* _Quoted passage_:
----
Gr 10 Up–Puccini’s
Madame Butterfly concerns a 15-year-old Japanese child bride married to an American soldier who commits suicide after giving birth to their son. Kumagai reimagines that son centuries later as a 17-year-old gay teen living in California. His Japanese mother died when he was small, and his military father marries Kate, an American; baby Benny is Adam’s half-brother. In the novel’s soft opening, Adam affectionately cares for Benny, while Kate consoles Adam about his first real breakup. Unlike the tragic opera, this blended family loves and is loved. However, Adam feels his separation and distance: he’s not the biological son of both his parents, he struggles to learn the Japanese language in classes they insist on, and they’re unwilling to talk about his mother’s death. Then Adam discovers a small box in the attic containing a diary written in English by an anonymous Japanese woman. She, too, gave up her son to be raised in America by his father; but afterward, she survived and became a feminist and writer. Kumagai debunks the trope of the self-sacrificing Asian woman perpetuated by Madame Butterfly. The diary also provides missing clues to his mother’s life, though its length is excessive. Adam’s coming-of-age as a young gay man after his breakup is the more compelling storyline. He also finds answers to many questions about his mother’s life and his own identity.
VERDICT Patient readers fond of historical fiction will appreciate Adam’s search for identity.
----
* _Aim of the exercise_: In the book review, what does Adam find in the attic?

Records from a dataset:
----
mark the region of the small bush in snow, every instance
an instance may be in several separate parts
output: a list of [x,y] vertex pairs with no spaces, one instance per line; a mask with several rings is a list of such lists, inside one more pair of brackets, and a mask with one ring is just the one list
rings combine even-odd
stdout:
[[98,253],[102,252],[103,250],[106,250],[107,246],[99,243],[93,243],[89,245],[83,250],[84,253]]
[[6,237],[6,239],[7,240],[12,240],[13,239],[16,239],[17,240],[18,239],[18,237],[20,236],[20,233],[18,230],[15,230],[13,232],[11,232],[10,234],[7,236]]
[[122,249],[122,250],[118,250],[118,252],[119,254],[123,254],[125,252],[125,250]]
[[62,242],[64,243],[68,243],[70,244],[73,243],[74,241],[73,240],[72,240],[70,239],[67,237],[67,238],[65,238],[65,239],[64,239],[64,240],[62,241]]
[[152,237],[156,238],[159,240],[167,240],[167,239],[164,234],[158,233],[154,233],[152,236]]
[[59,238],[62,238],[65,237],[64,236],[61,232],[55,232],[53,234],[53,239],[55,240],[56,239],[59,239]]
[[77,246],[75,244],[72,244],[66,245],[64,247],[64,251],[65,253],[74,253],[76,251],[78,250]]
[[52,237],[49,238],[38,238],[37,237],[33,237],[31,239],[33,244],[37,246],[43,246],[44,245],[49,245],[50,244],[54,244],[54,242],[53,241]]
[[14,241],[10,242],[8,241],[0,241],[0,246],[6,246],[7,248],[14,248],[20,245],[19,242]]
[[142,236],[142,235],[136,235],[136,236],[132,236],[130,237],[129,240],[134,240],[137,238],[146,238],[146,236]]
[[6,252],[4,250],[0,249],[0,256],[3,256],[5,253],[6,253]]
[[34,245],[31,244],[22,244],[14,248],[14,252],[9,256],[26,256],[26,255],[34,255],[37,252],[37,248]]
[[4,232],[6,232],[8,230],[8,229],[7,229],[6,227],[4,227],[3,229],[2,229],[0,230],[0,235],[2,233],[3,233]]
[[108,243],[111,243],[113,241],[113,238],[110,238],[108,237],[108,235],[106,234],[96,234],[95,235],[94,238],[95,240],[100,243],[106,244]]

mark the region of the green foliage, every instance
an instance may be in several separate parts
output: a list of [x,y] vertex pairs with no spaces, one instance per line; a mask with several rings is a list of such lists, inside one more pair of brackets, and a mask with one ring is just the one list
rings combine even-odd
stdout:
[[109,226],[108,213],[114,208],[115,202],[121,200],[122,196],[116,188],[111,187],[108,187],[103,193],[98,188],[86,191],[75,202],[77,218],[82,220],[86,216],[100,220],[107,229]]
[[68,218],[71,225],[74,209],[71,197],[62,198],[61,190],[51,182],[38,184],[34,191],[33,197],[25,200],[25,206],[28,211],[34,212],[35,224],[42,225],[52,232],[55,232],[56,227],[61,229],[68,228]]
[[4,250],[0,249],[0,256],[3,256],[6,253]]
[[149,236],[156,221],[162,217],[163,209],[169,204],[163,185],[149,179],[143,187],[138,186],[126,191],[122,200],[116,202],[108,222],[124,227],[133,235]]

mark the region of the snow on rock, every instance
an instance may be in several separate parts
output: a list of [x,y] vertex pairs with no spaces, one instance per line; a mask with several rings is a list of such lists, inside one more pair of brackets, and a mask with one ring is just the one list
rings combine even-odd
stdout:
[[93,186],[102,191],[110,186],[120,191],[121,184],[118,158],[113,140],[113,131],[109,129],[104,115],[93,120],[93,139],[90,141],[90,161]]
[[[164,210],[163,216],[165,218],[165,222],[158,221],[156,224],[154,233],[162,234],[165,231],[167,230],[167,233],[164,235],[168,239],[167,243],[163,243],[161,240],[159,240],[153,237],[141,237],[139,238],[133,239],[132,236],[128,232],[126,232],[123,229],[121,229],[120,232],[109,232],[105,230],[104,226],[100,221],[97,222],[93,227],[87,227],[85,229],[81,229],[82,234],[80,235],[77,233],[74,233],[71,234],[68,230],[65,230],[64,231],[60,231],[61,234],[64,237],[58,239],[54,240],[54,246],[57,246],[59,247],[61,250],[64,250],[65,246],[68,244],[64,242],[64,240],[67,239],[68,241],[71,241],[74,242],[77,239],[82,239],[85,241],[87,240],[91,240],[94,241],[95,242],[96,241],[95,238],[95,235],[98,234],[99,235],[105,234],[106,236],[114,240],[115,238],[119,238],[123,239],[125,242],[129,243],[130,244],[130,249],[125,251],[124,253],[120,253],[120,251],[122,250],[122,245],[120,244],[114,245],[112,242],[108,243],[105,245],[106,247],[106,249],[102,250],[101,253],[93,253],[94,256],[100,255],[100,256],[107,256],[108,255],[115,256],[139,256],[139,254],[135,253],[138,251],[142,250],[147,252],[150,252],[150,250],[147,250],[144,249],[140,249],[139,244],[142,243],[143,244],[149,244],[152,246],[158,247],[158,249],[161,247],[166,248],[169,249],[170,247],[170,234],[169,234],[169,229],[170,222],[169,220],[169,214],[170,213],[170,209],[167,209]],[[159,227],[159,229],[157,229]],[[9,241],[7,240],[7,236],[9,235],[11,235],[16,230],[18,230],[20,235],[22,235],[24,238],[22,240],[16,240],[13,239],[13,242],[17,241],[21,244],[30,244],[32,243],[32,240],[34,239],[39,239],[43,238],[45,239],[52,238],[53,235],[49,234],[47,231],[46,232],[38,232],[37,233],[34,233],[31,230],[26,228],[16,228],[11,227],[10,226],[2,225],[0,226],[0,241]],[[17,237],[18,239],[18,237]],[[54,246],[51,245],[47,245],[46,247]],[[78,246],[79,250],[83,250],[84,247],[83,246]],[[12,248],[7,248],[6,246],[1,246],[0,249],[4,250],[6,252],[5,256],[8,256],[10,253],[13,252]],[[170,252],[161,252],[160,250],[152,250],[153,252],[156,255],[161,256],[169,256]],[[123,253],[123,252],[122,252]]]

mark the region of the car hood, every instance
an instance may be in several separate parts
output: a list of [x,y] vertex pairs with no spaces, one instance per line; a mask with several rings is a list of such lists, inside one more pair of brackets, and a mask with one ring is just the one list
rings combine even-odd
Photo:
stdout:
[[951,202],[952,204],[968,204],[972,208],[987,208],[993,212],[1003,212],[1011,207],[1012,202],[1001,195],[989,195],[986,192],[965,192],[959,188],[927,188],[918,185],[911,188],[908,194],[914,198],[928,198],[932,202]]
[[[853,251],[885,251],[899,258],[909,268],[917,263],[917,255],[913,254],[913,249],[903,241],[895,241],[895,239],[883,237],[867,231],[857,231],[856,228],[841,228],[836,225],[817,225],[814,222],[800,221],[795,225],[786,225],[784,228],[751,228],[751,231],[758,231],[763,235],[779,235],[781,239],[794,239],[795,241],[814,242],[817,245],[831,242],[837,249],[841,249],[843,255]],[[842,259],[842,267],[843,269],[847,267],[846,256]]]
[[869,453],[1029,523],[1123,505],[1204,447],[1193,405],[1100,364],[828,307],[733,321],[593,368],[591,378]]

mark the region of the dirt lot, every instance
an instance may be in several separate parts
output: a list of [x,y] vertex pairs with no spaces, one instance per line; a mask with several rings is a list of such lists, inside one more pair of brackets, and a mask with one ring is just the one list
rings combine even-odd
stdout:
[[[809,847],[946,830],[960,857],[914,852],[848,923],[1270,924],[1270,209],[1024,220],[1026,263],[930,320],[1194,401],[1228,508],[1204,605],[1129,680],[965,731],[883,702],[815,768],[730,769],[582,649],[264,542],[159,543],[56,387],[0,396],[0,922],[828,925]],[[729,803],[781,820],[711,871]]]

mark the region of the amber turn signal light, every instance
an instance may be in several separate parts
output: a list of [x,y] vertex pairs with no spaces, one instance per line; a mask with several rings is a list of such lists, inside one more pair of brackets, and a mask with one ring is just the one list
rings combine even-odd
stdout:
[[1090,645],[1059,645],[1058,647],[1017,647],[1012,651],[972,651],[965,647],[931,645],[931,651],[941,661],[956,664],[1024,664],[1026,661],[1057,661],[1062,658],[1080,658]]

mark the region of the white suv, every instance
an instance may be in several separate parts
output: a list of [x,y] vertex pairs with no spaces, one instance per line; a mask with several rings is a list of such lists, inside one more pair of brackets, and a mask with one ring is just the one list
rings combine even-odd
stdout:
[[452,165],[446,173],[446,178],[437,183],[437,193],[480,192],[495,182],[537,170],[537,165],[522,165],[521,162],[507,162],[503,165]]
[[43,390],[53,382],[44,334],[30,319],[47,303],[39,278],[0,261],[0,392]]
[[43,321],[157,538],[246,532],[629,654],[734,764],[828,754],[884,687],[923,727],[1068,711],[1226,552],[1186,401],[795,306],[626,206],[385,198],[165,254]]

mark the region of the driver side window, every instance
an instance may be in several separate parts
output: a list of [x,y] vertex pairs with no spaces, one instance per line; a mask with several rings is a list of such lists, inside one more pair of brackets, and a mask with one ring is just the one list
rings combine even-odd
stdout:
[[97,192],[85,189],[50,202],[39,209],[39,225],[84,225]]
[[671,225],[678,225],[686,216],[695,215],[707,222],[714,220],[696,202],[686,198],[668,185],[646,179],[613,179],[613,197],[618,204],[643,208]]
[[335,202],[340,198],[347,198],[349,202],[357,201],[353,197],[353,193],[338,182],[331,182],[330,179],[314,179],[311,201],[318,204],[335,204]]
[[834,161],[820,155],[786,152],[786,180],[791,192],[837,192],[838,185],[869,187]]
----
* _Exercise answer_: A small box containing a diary written in English by an anonymous Japanese woman.